▶ _Data for review_:
┄┄┄┄┄┄┄┄┄┄┄┄┄┄┄┄┄┄┄┄
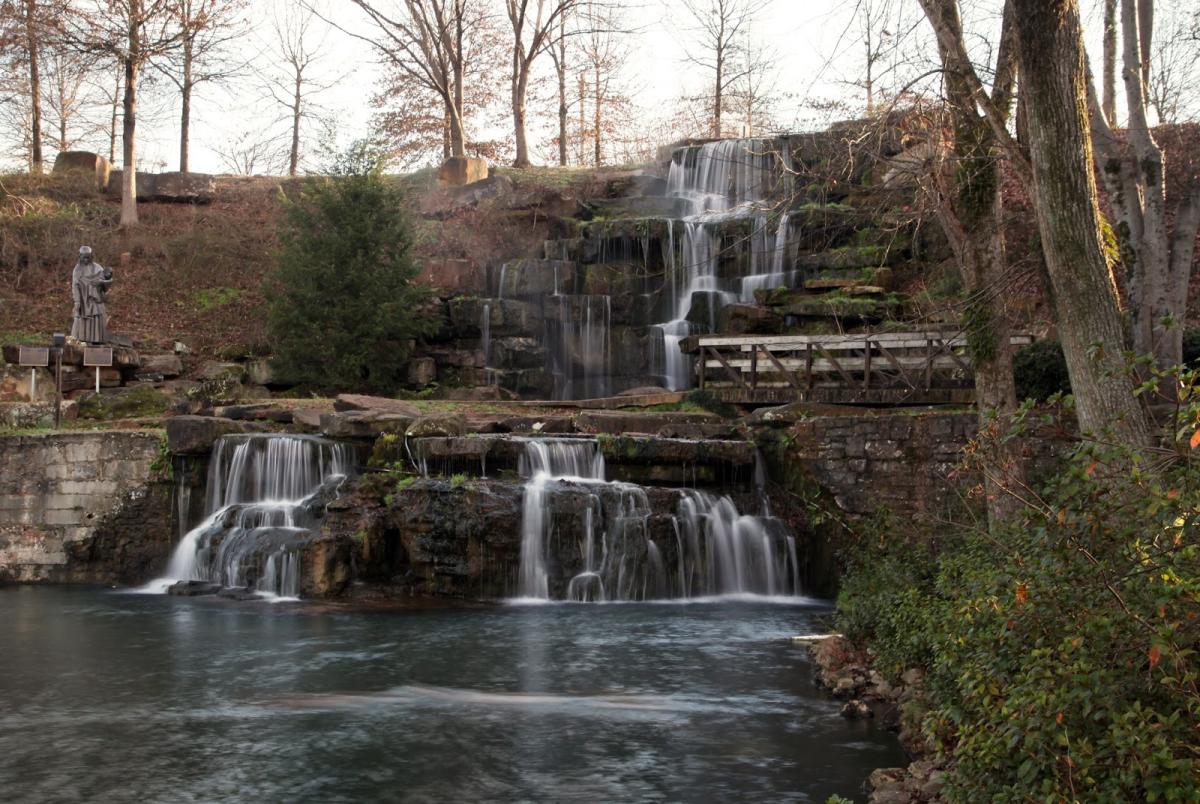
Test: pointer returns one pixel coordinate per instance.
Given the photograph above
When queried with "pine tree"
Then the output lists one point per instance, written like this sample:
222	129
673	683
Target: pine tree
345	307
┄┄┄┄┄┄┄┄┄┄┄┄┄┄┄┄┄┄┄┄
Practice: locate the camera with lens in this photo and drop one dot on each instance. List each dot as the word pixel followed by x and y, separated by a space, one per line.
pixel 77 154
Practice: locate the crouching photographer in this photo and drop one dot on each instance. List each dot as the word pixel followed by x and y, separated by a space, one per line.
┄┄┄┄┄┄┄┄┄┄┄┄┄┄┄┄┄┄┄┄
▶ _Your goal_: Look back at the data above. Transcribe exactly the lines starting at the line that contains "Practice: locate the camera" and ending at the line that contains "Practice: locate the crouching".

▶ _Expected output_:
Practice: locate the camera with lens in this photo and drop one dot on each instance. List each dot as the word pixel followed by x and y, separated by a space, one per line.
pixel 77 154
Practice: locate the crouching photographer in this photo and drop one dot on each instance. List each dot as the word pixel followed by x and y, separated by a space, one per line.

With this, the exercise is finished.